[start of Given records]

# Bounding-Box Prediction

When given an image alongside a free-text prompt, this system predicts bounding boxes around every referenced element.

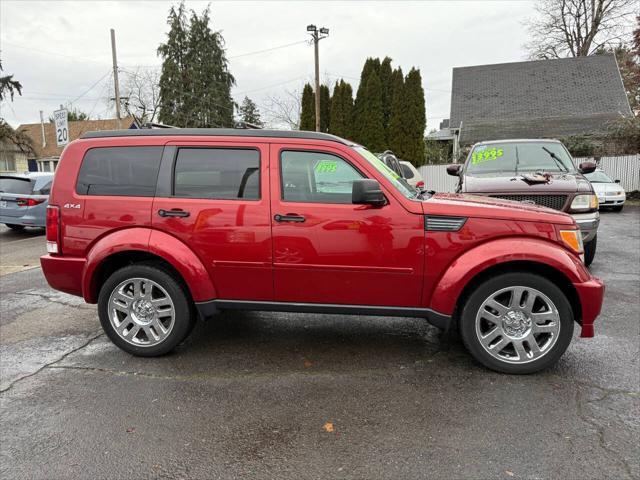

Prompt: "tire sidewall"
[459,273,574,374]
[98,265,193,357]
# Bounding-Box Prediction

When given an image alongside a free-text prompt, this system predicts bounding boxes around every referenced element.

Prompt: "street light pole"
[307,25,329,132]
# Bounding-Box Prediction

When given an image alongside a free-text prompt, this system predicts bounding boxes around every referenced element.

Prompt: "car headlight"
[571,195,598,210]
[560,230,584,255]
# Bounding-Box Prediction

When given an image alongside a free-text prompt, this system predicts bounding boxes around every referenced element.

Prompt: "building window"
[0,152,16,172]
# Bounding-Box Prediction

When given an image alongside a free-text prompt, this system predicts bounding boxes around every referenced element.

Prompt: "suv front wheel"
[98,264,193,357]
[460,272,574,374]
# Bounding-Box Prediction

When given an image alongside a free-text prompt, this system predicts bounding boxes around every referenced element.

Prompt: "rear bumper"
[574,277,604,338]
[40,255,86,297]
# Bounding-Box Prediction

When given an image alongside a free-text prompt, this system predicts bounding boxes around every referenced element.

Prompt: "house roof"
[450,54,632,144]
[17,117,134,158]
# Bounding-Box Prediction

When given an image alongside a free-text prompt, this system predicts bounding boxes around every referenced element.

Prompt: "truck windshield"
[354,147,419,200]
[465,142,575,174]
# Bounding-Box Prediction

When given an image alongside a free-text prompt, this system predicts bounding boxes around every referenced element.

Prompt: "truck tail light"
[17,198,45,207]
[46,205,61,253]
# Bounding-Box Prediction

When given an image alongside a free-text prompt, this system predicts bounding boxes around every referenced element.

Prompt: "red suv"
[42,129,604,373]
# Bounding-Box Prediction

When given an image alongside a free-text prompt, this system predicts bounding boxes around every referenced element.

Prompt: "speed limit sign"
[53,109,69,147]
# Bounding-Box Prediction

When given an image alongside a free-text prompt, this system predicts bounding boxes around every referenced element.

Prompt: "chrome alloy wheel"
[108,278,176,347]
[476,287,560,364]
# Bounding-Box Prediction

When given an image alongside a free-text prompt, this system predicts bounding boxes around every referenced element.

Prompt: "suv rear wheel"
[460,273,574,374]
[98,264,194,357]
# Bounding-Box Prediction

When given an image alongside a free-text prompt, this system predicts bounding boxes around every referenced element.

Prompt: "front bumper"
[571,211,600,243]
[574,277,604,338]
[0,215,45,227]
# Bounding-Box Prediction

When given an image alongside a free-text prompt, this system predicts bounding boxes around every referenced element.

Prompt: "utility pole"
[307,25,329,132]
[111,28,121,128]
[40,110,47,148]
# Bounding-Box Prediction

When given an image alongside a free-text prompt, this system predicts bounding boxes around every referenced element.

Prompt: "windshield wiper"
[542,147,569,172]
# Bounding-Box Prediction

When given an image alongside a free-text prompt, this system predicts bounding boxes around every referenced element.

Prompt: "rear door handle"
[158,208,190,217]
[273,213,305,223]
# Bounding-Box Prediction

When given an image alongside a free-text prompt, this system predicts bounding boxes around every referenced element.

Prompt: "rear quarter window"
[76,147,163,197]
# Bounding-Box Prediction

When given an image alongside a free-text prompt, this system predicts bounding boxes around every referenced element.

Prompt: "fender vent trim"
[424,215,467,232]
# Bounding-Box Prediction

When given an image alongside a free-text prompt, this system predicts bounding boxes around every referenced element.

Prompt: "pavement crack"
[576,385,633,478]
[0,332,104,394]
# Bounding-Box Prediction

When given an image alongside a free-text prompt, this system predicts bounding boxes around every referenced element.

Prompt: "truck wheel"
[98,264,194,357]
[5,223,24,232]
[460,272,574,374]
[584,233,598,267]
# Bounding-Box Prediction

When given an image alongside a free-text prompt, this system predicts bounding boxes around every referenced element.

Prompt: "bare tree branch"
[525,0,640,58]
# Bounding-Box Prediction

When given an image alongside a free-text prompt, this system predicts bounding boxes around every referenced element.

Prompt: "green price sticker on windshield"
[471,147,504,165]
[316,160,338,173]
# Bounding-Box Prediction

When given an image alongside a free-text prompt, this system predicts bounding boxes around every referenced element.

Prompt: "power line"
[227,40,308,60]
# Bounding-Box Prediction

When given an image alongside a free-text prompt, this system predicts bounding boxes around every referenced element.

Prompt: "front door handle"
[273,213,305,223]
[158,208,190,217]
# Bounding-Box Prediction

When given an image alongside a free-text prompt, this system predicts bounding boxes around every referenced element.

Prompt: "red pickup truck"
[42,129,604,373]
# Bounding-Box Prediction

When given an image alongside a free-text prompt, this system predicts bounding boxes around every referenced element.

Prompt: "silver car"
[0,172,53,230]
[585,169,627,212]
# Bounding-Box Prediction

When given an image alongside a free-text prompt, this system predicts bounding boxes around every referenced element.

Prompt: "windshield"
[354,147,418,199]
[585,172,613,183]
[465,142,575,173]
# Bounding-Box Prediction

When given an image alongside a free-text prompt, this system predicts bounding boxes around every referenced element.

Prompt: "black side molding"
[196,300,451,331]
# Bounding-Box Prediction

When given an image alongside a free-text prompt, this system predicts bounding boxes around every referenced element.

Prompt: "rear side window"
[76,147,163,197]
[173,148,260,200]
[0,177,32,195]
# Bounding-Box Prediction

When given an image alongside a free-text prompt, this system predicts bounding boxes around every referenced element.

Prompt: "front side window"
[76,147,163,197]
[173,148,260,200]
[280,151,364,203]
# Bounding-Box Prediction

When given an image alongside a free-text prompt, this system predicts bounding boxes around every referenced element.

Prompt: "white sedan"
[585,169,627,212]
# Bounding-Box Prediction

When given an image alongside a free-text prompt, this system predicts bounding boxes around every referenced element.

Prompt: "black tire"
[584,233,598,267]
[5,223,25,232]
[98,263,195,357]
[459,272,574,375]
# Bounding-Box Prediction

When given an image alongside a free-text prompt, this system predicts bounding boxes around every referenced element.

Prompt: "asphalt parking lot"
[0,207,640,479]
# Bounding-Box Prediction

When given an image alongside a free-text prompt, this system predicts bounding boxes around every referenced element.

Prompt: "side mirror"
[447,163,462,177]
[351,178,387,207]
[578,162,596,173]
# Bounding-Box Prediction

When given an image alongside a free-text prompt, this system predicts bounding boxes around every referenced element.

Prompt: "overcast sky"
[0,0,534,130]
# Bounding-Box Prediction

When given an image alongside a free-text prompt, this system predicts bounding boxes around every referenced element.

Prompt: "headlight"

[end of Given records]
[start of Given records]

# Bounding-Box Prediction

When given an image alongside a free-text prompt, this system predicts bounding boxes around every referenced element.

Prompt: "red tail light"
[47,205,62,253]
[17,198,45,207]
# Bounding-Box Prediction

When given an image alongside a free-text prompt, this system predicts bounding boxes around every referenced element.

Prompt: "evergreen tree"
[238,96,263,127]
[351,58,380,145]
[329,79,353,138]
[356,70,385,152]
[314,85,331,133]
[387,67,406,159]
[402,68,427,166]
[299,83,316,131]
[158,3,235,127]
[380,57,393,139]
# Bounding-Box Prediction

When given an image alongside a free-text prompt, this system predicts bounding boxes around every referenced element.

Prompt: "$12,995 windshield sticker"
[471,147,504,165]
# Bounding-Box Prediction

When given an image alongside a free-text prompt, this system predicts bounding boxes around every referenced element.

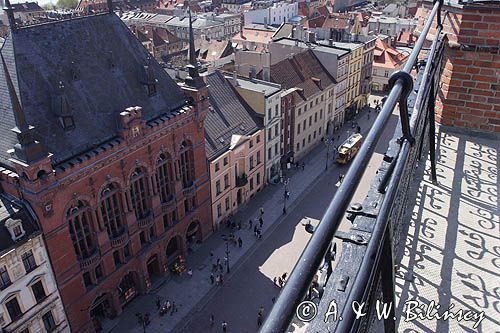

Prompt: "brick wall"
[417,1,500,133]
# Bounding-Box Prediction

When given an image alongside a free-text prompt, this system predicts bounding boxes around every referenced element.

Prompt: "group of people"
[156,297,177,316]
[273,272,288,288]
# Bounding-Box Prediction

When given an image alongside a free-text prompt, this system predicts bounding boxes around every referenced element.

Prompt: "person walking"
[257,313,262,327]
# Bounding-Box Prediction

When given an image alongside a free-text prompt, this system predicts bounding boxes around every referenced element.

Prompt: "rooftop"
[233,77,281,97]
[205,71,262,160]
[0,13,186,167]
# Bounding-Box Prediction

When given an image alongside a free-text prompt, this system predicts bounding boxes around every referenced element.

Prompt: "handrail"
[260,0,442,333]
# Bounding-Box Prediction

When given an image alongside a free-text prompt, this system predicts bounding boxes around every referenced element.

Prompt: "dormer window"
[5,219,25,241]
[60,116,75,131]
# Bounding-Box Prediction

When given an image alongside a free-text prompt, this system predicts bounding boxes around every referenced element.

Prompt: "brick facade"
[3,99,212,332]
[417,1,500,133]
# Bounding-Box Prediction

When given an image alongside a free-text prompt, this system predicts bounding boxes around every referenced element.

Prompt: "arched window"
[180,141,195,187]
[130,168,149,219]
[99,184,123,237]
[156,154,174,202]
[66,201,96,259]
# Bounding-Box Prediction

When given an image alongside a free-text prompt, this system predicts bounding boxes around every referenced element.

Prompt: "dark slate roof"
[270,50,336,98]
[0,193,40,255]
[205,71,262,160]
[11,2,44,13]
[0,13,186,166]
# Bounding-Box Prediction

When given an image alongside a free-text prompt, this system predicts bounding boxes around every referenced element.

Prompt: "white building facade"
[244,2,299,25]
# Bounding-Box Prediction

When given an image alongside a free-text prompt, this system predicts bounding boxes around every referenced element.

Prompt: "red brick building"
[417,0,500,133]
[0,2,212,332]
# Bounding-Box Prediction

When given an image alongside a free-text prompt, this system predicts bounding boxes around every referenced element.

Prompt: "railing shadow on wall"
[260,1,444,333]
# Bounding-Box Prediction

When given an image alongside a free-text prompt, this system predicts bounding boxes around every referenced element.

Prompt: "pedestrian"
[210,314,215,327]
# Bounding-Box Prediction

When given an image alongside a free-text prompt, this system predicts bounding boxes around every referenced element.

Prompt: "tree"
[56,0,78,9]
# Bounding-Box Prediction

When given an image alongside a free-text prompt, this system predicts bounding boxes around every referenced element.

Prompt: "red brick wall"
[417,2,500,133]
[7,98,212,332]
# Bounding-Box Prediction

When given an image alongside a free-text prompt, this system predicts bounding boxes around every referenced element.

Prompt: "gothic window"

[end of Given records]

■ Written instruction:
Please show every line of the rows above that contains the string "sticker".

■ Written answer:
Prompt: "green price sticker on windshield"
Prompt: "$12,995 windshield sticker"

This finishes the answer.